Data supplied
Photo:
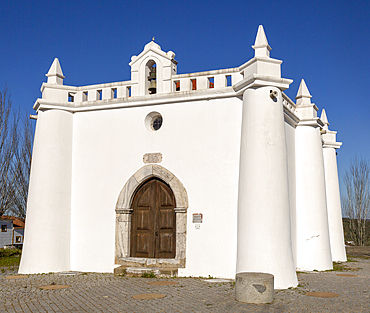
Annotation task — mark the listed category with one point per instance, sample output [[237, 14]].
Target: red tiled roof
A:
[[17, 221]]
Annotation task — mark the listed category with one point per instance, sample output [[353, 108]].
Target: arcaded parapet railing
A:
[[120, 90], [206, 80], [64, 93]]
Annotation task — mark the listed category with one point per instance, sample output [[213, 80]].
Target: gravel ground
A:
[[93, 292]]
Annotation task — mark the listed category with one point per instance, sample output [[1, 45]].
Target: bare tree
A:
[[22, 167], [357, 199], [7, 144]]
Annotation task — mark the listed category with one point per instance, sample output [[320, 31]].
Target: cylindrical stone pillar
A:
[[313, 244], [47, 236], [264, 231], [338, 251]]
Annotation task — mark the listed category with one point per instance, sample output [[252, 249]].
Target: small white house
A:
[[210, 173]]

What the task requires
These entries are to be printed again word for word, except for the pictures.

Result of the task
Photo:
Annotation task — mark the listed category with one point per instance, sample output [[237, 14]].
Target: red tiled roof
A:
[[17, 221]]
Annotation task — mark the listed category with one point per instance, sample output [[353, 108]].
Target: arcaded parapet railing
A:
[[120, 90], [206, 80], [64, 93]]
Annotation task — mark the listed category with one point per instance, sample output [[213, 80]].
Target: gravel ground
A:
[[93, 292]]
Annotation task — mark the listed category with one point per instance, sample output [[1, 45]].
Target: bare tree
A:
[[22, 167], [357, 199], [7, 144]]
Annotation task — mark the listed category with one point per instance, sample output [[320, 31]].
Target: cylindrical stone pillar
A:
[[313, 244], [47, 236], [264, 231], [338, 251]]
Annotation task — mark the listed category with one point per instance, sample output [[252, 249]].
Target: small white house
A:
[[210, 173]]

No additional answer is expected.